## START

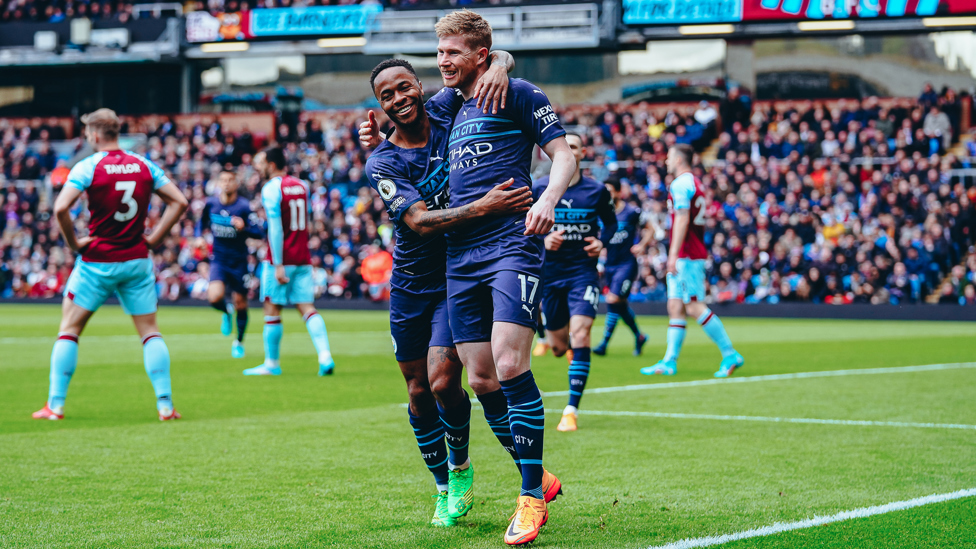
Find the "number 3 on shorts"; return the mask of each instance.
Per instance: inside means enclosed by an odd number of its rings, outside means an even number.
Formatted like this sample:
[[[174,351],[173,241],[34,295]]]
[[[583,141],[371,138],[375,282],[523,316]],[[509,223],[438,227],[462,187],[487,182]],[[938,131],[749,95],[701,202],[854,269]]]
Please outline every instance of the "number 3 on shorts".
[[[535,303],[535,292],[539,289],[539,278],[519,274],[519,283],[522,285],[522,301],[525,303]],[[532,284],[532,290],[528,292],[528,299],[526,299],[527,283]]]

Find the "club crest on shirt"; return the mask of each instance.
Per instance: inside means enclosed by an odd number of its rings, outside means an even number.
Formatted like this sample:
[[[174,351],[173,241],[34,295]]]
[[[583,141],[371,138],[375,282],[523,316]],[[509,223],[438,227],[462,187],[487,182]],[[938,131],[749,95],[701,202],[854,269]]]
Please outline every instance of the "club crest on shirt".
[[[396,184],[391,179],[380,179],[376,184],[376,190],[380,192],[383,200],[390,200],[396,194]]]

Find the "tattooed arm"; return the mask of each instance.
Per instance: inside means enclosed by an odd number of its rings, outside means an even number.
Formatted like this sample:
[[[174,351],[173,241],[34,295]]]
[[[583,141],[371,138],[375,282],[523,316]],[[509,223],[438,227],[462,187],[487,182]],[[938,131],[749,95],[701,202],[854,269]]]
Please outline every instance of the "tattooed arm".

## END

▶ What you will do
Report every line in the rows above that contains the word "outline".

▶ Result
Please outline every instance of the "number 3 on shorts".
Please outline every instance of the "club crest on shirt".
Please outline every instance of the "tattooed arm".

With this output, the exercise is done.